• Task requirements
Rewrite the listing below, changing each "kindly identify" to "please locate" and keeping everything else the same. Leave the pictures out of your version.

# START OF Source data

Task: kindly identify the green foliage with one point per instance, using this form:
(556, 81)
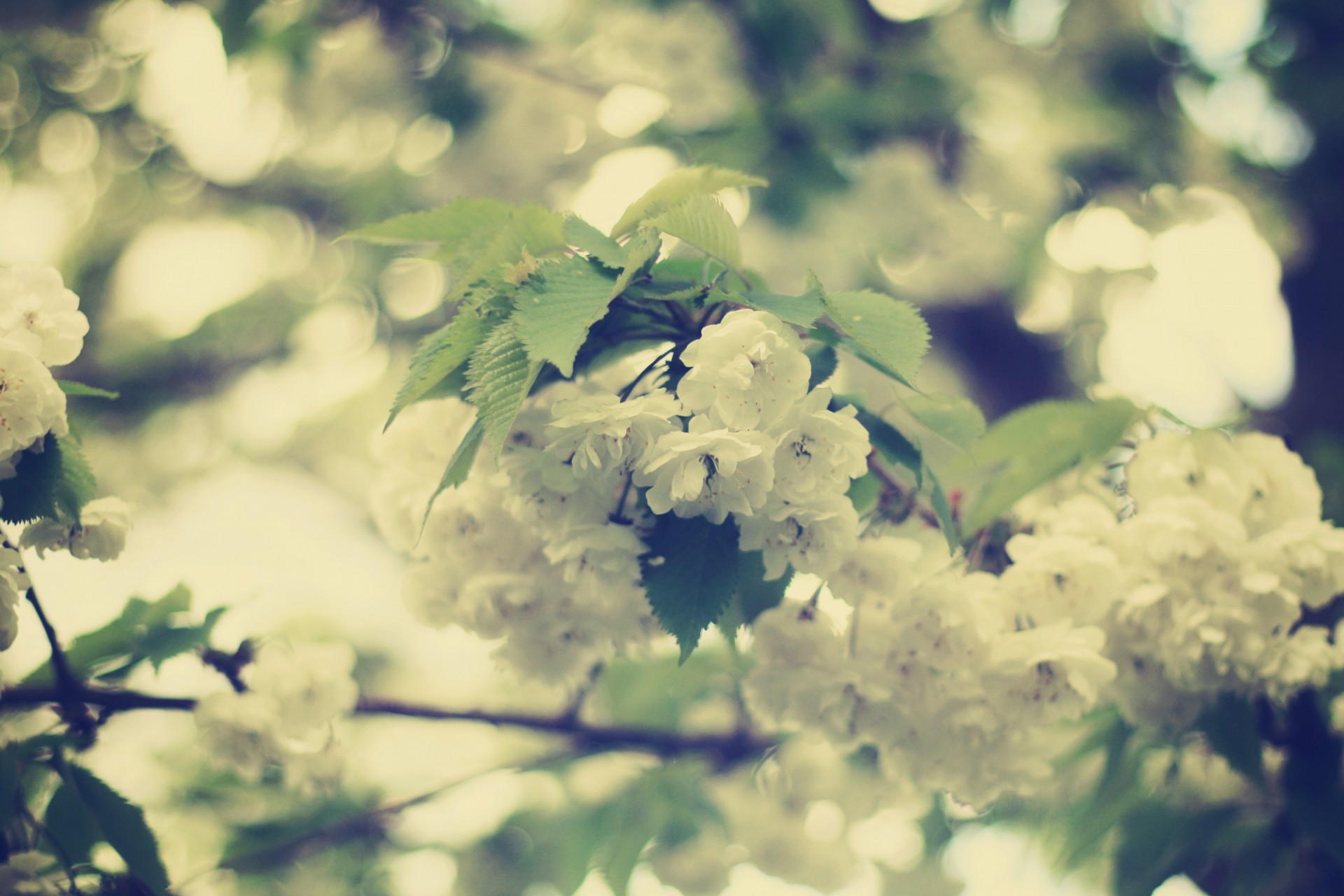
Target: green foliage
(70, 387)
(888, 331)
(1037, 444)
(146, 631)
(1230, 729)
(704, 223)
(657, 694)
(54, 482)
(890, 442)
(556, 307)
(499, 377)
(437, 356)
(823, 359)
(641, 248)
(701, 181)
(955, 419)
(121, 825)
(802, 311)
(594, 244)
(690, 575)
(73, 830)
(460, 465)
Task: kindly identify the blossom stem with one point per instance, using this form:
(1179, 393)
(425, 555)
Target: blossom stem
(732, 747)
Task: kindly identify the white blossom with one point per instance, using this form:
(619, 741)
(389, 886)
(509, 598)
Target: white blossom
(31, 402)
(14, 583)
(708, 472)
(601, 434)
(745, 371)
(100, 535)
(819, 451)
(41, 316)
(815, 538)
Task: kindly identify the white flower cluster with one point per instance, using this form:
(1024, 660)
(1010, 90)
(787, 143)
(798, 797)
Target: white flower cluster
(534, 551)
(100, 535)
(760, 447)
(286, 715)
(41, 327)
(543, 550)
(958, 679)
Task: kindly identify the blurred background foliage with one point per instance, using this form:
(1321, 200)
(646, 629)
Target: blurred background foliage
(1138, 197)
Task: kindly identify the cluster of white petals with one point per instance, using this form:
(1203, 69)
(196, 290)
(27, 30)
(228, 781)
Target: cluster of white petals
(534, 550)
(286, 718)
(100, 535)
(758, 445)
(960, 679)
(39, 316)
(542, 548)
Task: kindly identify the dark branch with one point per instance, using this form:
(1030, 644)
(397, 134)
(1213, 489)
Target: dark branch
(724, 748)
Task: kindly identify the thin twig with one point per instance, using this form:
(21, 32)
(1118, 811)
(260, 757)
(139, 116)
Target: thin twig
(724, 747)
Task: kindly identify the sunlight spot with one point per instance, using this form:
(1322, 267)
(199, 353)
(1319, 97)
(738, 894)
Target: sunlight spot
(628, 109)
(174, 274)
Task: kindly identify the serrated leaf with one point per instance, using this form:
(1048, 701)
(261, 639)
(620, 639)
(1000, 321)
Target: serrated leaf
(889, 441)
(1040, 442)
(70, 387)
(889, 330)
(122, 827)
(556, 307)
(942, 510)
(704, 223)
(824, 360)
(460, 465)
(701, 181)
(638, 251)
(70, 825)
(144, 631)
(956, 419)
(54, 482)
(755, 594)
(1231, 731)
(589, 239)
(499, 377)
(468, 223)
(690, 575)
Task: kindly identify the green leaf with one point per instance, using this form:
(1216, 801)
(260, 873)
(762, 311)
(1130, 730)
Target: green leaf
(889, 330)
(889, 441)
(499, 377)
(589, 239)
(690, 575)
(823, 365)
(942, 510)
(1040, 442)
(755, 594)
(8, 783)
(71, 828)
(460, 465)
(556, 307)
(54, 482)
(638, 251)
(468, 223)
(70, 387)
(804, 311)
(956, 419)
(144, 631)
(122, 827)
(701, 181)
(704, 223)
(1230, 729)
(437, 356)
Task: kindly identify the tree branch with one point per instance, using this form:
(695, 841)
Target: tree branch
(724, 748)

# END OF Source data

• Answer for this exercise
Task: please locate the green foliage with one point per instance, using this form:
(556, 81)
Target: green foliage
(70, 387)
(888, 331)
(1037, 444)
(146, 631)
(1230, 729)
(704, 223)
(657, 694)
(54, 482)
(890, 442)
(556, 307)
(499, 377)
(437, 356)
(823, 359)
(641, 248)
(701, 181)
(955, 419)
(121, 825)
(802, 311)
(594, 244)
(690, 575)
(73, 830)
(460, 465)
Task: please locate the blossom stem with one point per instance, using this form:
(1179, 393)
(425, 555)
Target: blossom stem
(732, 747)
Task: please locate the white blossom with one point per instance, using this form:
(619, 741)
(389, 886)
(509, 598)
Target: white blossom
(31, 402)
(14, 583)
(708, 472)
(601, 434)
(745, 371)
(100, 535)
(819, 451)
(41, 316)
(815, 538)
Task: please locate the white flower cluster with one point per instance, using this form:
(1024, 660)
(1010, 90)
(787, 143)
(798, 797)
Target: white flower cluster
(534, 551)
(100, 535)
(760, 447)
(286, 715)
(41, 327)
(543, 550)
(958, 679)
Task: please locate the blurred background foliage with one point per instance, using this form:
(1321, 200)
(646, 629)
Target: blurred background foliage
(1138, 197)
Task: please locate the cluster of white petals with one point per instance, using this form:
(1203, 69)
(196, 290)
(27, 30)
(228, 781)
Target: cluster of white petals
(534, 550)
(286, 718)
(100, 535)
(758, 445)
(960, 679)
(39, 316)
(542, 548)
Task: please locate the dark branch with one point per instance, using this form:
(1030, 644)
(397, 134)
(1213, 489)
Target: dark branch
(724, 748)
Task: please locate the thin twig with one point per instance, using this form:
(21, 32)
(1118, 811)
(260, 757)
(139, 116)
Target: thin twig
(724, 747)
Task: please locate the sunlight spot with one point per instance, using this form:
(1322, 267)
(199, 353)
(1319, 97)
(738, 894)
Target: sunlight spot
(628, 109)
(174, 274)
Task: please locate the serrated leaf with one point per instance, using this form:
(1048, 701)
(261, 639)
(620, 639)
(1000, 321)
Target: serrated leaf
(889, 441)
(1040, 442)
(70, 387)
(889, 330)
(122, 827)
(556, 307)
(942, 510)
(704, 223)
(824, 360)
(460, 465)
(701, 181)
(638, 251)
(70, 825)
(144, 631)
(956, 419)
(54, 482)
(755, 594)
(1231, 731)
(589, 239)
(499, 377)
(468, 223)
(690, 575)
Task: please locate the green leaf with one point per instance, using this form:
(1216, 801)
(260, 873)
(762, 311)
(1130, 730)
Target: green leaf
(889, 330)
(889, 441)
(499, 377)
(589, 239)
(690, 575)
(823, 365)
(942, 510)
(1040, 442)
(755, 594)
(8, 783)
(71, 828)
(460, 465)
(556, 307)
(54, 482)
(638, 251)
(468, 223)
(70, 387)
(804, 311)
(956, 419)
(144, 631)
(122, 827)
(701, 181)
(704, 223)
(1230, 729)
(437, 356)
Task: please locate the tree branch with one point per instance, using this form:
(695, 841)
Target: tree branch
(724, 748)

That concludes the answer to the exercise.